* TASK DESCRIPTION *
Reproduce the lines from the one containing "ROI: tire sidewall" through the one containing "[0,144,315,229]", both included, word for word and with the pictures omitted.

* A run of items *
☆ ☆ ☆ ☆ ☆

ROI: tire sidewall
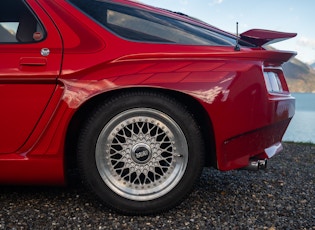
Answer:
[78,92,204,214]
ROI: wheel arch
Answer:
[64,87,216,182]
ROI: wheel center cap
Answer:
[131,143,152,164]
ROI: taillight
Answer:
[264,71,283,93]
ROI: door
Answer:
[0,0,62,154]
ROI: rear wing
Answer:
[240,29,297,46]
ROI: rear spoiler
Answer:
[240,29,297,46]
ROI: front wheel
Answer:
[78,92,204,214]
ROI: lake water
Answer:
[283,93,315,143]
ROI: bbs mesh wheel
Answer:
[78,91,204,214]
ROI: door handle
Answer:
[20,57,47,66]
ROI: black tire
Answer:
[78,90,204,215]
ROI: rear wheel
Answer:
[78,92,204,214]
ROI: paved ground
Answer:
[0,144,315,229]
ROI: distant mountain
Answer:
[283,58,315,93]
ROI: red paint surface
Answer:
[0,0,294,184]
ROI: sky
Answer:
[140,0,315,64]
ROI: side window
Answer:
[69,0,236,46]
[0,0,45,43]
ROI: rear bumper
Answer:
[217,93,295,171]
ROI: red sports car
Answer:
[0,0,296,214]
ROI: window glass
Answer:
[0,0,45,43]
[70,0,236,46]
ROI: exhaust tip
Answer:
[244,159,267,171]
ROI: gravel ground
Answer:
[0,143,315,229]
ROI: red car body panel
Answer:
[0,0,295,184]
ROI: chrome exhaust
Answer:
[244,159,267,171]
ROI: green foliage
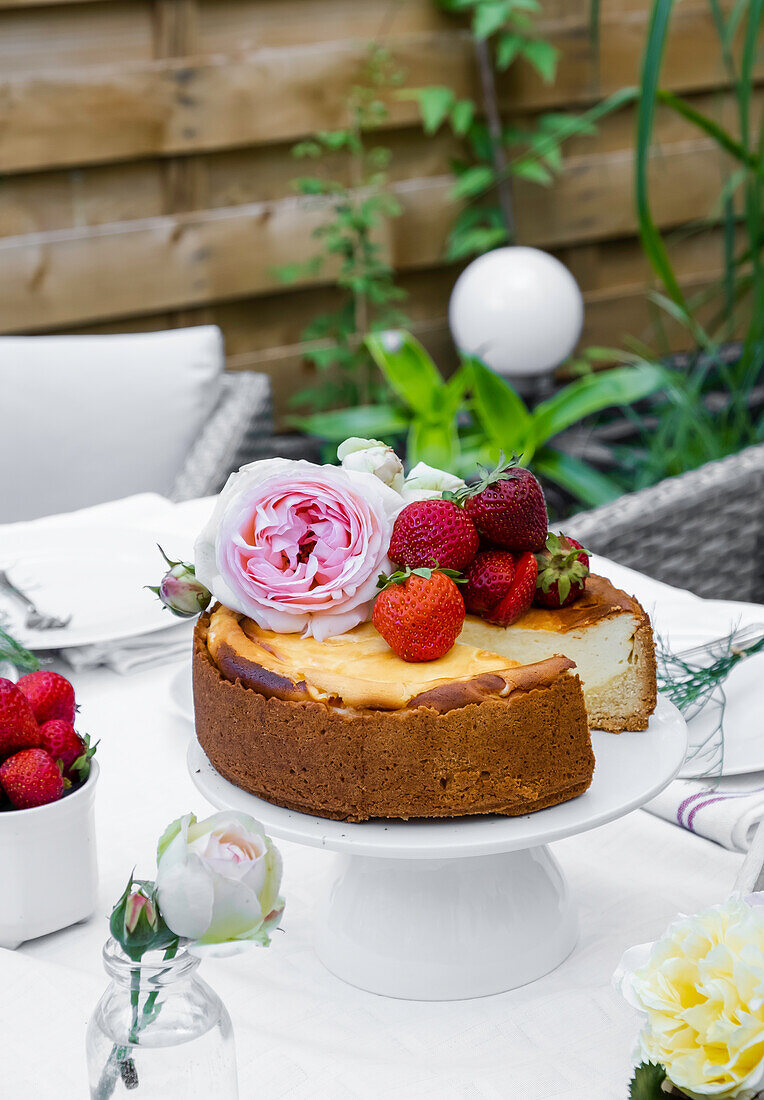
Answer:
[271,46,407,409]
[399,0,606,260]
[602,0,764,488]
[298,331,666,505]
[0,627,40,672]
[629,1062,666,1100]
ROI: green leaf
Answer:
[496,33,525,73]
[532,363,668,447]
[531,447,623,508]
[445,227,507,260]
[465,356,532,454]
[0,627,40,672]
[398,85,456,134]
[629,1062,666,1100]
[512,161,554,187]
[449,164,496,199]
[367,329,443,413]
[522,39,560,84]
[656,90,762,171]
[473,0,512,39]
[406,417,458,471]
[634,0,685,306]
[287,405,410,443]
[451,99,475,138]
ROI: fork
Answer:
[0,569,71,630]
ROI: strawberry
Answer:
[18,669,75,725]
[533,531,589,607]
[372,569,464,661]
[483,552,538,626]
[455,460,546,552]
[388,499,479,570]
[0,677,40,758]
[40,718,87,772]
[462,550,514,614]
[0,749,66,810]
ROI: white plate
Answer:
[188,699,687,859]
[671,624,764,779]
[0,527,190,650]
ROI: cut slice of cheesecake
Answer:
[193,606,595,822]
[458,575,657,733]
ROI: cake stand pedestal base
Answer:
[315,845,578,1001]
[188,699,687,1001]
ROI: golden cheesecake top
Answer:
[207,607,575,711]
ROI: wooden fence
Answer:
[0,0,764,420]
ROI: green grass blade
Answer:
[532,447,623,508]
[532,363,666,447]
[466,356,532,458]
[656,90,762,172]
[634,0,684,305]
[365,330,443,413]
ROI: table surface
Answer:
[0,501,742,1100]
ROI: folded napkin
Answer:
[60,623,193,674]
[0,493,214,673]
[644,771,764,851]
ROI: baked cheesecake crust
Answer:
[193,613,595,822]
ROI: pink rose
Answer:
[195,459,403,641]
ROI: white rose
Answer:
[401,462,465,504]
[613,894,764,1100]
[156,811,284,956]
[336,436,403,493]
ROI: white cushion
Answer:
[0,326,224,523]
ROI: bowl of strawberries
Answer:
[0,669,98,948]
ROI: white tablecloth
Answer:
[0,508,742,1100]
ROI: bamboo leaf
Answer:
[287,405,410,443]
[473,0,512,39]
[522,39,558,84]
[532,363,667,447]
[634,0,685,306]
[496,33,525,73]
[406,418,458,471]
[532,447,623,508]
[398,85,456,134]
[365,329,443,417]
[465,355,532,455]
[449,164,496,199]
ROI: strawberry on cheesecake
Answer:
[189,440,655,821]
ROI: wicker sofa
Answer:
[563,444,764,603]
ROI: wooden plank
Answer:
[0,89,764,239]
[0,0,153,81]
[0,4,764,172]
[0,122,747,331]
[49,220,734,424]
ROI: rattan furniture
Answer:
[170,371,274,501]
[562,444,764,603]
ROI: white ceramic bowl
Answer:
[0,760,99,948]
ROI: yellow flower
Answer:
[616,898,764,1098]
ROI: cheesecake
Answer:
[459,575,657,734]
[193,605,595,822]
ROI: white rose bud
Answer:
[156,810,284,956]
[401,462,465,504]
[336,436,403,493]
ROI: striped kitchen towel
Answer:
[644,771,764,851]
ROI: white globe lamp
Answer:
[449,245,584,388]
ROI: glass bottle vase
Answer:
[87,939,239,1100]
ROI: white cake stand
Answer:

☆ ☆ ☆ ☆ ☆

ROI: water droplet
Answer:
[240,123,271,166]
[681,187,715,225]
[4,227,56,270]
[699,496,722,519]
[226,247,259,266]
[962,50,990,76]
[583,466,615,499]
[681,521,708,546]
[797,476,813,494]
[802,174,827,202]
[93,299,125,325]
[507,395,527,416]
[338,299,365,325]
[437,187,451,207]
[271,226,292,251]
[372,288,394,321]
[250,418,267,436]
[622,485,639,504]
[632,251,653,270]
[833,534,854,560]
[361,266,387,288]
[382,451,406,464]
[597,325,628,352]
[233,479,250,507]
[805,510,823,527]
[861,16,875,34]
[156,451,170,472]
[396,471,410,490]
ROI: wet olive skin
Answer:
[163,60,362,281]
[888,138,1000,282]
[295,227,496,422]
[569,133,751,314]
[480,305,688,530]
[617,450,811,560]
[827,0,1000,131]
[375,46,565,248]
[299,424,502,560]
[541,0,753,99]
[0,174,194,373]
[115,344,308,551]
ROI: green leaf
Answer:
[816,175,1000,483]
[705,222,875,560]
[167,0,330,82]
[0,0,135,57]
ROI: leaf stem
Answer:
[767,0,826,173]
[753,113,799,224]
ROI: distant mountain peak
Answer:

☆ ☆ ☆ ☆ ☆

* RESULT OF THIS TASK *
ROI: tire sidewall
Answer:
[78,92,204,214]
ROI: wheel arch
Answer:
[64,87,216,182]
ROI: wheel center cap
Answer:
[131,143,152,164]
ROI: taillight
Answer:
[264,71,283,93]
ROI: door
Answer:
[0,0,62,154]
ROI: rear wing
Answer:
[240,29,297,46]
ROI: rear spoiler
Answer:
[240,29,297,46]
ROI: front wheel
Answer:
[78,92,204,214]
ROI: lake water
Answer:
[283,93,315,143]
ROI: bbs mesh wheel
Answer:
[78,91,204,214]
ROI: door handle
Answer:
[20,57,47,66]
ROI: black tire
Answer:
[78,90,204,215]
ROI: rear wheel
Answer:
[78,92,204,214]
ROI: paved ground
Answer:
[0,144,315,229]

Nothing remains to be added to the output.